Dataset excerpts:
=-=-=
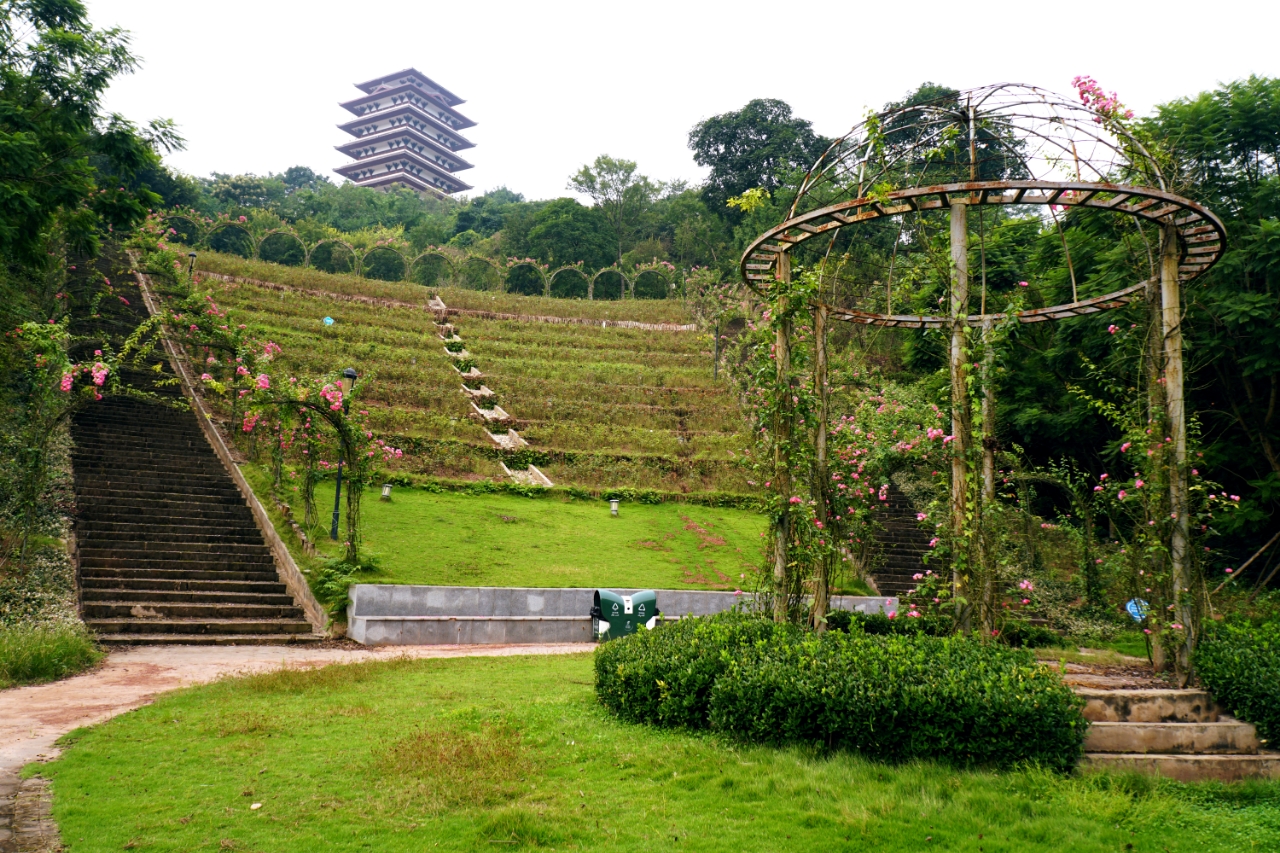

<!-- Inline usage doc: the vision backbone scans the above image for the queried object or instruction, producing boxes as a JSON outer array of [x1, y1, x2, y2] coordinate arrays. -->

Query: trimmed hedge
[[594, 613, 797, 728], [1196, 618, 1280, 743], [595, 614, 1087, 771]]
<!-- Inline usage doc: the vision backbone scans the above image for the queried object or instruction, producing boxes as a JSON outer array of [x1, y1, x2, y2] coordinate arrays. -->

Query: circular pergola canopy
[[739, 83, 1226, 325]]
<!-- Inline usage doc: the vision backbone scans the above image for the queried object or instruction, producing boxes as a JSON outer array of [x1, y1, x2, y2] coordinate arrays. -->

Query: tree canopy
[[688, 98, 830, 217]]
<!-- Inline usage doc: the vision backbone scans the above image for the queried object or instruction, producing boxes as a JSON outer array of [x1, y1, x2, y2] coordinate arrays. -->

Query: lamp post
[[187, 252, 197, 276], [330, 367, 358, 541]]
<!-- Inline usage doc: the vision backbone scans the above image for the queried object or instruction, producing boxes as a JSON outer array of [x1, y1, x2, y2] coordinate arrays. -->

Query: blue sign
[[1125, 598, 1149, 622], [323, 316, 334, 326]]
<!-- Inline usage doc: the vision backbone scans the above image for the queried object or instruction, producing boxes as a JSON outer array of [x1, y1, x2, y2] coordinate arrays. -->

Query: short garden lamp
[[381, 483, 393, 501], [340, 367, 358, 405], [609, 499, 620, 517], [186, 252, 197, 276]]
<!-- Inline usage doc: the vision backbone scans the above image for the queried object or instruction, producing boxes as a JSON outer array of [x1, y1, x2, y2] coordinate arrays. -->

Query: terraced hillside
[[194, 251, 749, 492]]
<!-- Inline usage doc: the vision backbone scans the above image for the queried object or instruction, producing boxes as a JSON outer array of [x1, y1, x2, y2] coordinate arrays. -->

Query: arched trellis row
[[165, 211, 686, 299], [739, 83, 1227, 681]]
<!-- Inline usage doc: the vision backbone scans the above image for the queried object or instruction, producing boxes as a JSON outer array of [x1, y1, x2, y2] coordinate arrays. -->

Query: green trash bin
[[591, 589, 659, 641]]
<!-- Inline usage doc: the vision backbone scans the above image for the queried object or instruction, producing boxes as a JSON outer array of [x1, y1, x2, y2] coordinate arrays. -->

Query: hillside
[[193, 251, 750, 493]]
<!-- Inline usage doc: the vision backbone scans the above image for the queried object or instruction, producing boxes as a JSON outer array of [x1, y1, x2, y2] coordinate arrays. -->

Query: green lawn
=-=-=
Your task is to repeat the entries above exactly, omitting the pictures.

■ **RESULT OF THIS TASK**
<!-- Inline usage doc: the vision backbone scans the above image for the queried object or instruction, producing boxes as a JSON outer array of [x1, y1, x2, y2] coordinate arrays. -->

Query: trimmed hedge
[[594, 613, 797, 728], [1196, 618, 1280, 743], [595, 614, 1087, 771]]
<!-- Inline usage doc: the vision backbone scans the above image for the queried object or instruction, producing boxes as a JSON outer array of [x1, y1, x2, y2] coordinate arrays. -->

Query: circular pergola canopy
[[739, 83, 1226, 325]]
<!-- Inline usage doc: the vision backbone scans the above image for the queried object or instruction, producing boxes as a JSON outer array of [x1, y1, x2, y2] coordinate arrays. -->

Query: tree canopy
[[688, 98, 830, 217]]
<!-- Inline usage doc: the vision backbone scans the above image for the queried object or instruction, producing boxes as a JSON outer array of [x1, y1, x2, y2] coordinate arrays. -->

Query: lamp post
[[187, 252, 197, 276], [330, 367, 358, 541]]
<!-- Inline usage doc: the vision backbone scans the above image for the queried object or instruction, producing boxes as a JSON outer array of [x1, y1, x2, y2] coordinate arrays. -->

Query: blue sign
[[1125, 598, 1149, 622], [323, 316, 334, 326]]
<!-- Inline usage doc: the vision backbone scans the above image for the queried object or instruction, producing boxes as a JSON outer array of [x1, y1, x2, y2] coordinate arrays. -->

Query: short garden lamp
[[381, 483, 393, 501], [340, 367, 358, 405], [609, 499, 620, 517], [186, 252, 197, 276]]
<!-- Inline usage doc: the vision backbone scans the above image for the queried object or instruction, producing boxes as a JSON outer array of [x1, y1, x2, y2] coordinate arrays. -->

Query: terraced hillside
[[194, 251, 749, 492]]
<!-- Inline usage doc: the vision backbone scans the above image for the queried object or instruction, producing boxes as a JSON outer array of [x1, y1, x2, y2] coordinate arrays. -->

Query: arched trellis row
[[165, 211, 686, 299], [739, 83, 1227, 681]]
<!-- Inline usage doc: the vision backbone scans the above image for the queried object or instruction, producing boxes as a JSON outer array of [x1, y1, x2, y2] coordinate arrays. -->

Query: green trash bin
[[591, 589, 659, 641]]
<!-- Inline usage doc: the vision backbone scans the above image for the queried object or instruction, producing boxes as a JSON outer array of [x1, y1, x2, y2] coordinate arrays. -->

Query: hillside
[[193, 251, 750, 493]]
<!-- Inline usage doc: the vision backbone scans the above image for the queried object or instruction, producing boxes as a JSON outer array of [x1, y1, x2, y2] coordinate arrays. -->

Query: green lawn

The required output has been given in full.